**Instruction**
Pick up the mailing-list thread below on enabling STIBP by default, starting right after its last message line.

Re: STIBP by default.. Revert?

2018-11-18 Thread Willy Tarreau
On Sun, Nov 18, 2018 at 02:40:28PM -0800, Tim Chen wrote:
> Tasks that want extra security will enable that via prctl interface or
> making themselves non-dumpable.

Well, you need to be careful regarding the last part of your option
above, because a number of network daemons become non-dumpable by
executing setuid() at boot, and certainly don't want to suffer a
performance loss as a side effect of wanting to become "normally"
secure. I'd suggest to use the prctl only so that it doesn't
randomly hit innocent applications that would only have as a last
resort to turn off reasonable security features to avoid this impact.

Regards,
Willy


Re: STIBP by default.. Revert?

2018-11-18 Thread Andi Kleen
> So my patchset and Jiri's patchset should probably be merged together, so the
> users have a choice of the behavior.

... or delay Jiri's patchkit until the scheduler can actually check
properly for the cases when it is really needed. 

-Andi


Re: STIBP by default.. Revert?

2018-11-18 Thread Andi Kleen
Linus Torvalds  writes:

> On Sun, Nov 18, 2018 at 2:17 PM Jiri Kosina  wrote:
>> Which gets us back to Tim's fixup patch. Do you still prefer the revert,
>> given the existence of that?
>
> I don't think the code needs to be reverted, but the *behavior* of
> just unconditionally enabling STIBP needs to be reverted.

Actually I think it should be reverted. Yes of course opt-in
is needed.

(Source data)
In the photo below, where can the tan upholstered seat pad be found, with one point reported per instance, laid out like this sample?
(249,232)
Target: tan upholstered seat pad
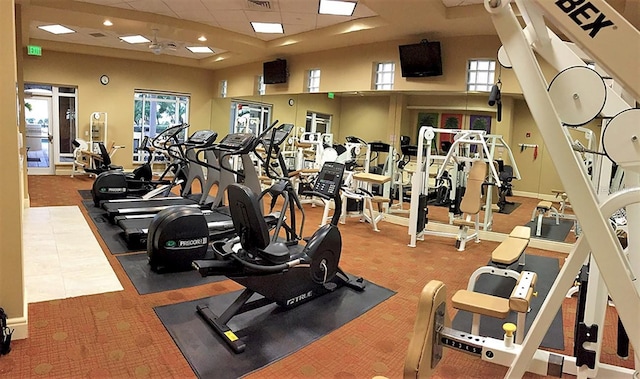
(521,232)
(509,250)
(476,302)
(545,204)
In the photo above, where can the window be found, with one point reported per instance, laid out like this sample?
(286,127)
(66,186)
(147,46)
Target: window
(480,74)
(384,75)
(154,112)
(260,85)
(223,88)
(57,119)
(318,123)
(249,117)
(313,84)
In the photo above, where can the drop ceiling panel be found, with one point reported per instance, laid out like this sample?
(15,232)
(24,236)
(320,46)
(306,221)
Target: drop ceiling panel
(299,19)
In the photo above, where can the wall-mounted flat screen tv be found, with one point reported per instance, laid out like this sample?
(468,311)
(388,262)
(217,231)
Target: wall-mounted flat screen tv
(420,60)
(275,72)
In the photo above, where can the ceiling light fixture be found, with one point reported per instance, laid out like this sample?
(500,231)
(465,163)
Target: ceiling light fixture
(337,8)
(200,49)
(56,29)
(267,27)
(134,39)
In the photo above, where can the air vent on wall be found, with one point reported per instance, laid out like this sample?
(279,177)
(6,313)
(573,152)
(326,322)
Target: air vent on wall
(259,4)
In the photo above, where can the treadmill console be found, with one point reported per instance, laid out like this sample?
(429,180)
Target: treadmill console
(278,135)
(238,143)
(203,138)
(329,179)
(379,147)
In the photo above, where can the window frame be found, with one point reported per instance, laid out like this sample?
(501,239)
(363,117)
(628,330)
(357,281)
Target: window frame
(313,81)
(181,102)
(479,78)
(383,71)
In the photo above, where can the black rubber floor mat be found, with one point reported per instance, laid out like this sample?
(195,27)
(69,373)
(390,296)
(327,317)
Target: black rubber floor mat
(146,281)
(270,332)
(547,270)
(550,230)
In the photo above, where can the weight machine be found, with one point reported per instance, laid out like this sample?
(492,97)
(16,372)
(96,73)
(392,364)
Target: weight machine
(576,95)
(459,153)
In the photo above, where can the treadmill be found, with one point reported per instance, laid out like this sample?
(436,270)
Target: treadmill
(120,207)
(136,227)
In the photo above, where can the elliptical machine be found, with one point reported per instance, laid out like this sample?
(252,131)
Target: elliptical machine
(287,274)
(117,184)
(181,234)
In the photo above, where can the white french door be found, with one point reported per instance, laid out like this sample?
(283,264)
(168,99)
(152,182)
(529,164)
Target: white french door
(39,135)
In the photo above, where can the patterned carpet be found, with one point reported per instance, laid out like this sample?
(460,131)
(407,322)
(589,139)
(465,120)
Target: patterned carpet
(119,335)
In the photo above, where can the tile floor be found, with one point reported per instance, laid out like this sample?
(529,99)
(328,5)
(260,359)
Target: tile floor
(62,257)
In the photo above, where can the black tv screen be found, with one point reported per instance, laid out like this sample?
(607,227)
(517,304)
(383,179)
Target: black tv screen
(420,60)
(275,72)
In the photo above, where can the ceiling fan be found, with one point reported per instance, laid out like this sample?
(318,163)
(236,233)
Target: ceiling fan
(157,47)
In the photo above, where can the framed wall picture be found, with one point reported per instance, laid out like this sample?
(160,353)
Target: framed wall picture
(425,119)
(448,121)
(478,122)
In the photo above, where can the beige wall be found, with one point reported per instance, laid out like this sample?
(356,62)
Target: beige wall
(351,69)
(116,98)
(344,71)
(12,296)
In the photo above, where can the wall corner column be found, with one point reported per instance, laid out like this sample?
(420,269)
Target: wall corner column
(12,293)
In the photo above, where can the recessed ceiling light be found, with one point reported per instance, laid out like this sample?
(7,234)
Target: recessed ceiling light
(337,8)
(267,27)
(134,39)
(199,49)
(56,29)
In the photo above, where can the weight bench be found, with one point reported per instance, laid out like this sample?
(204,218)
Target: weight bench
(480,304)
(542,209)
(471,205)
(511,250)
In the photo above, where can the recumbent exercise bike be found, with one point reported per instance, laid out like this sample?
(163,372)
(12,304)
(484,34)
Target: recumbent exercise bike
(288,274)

**Task output**
But also when you opt-in it doesn't make sense to set STIBP
when the sibling is running the same security context, which
is actually a common case. So to even use it properly you would
need some scheduler support to detect these cases and only
enable it then with opt-in. These patches didn't even try to tackle
this problem.

-Andi


Re: Re: STIBP by default.. Revert?

2018-11-18 Thread Arjan van de Ven

On 11/19/2018 6:00 AM, Linus Torvalds wrote:

On Sun, Nov 18, 2018 at 1:49 PM Jiri Kosina  wrote:



So why do that STIBP slow-down by default when the people who *really*
care already disabled SMT?


BTW for them, there is no impact at all.


Right. People who really care about security and are anal about it do
not see *any* advantage of the patch.


In the documentation, AMD officially recommends against this by default, and I 
can
speak for Intel that our position is that as well: this really must not be on 
by default.

STIBP and its friends are there as tools, and were created early on as big 
hammers because
that is all that one can add in a microcode update.. expensive big hammers.

In some ways it's analogous to the "disable caches" bit in CR0. sure it's there 
as a big hammer,
but you don't set that always just because caches could be used for a side 
channel

Using these tools much more surgically is fine, if a paranoid task wants it for 
example,
or when you know you are doing a hard core security transition. But always on? 
Yikes.



Re: STIBP by default.. Revert?

2018-11-18 Thread Jiri Kosina
On Sun, 18 Nov 2018, Jiri Kosina wrote:

> It's probably not just browsers, but anything running JITed sandboxed 
> code. So the most straightforward way might be the prctl() aproach, where 
> userspace would claim "I do care about this, please fix it up for me". So 
> prctl() + perhaps SECCOMP.

I've just sent SECCOMP handling as a followup to Tim's set.

I still feel like we should make STIBP and IBPB behavior consistent (in a 
sense they should always be used both, or none of them), but that might be 
additional 4.21 optimization.

Thanks,

-- 
Jiri Kosina
SUSE Labs



Re: STIBP by default.. Revert?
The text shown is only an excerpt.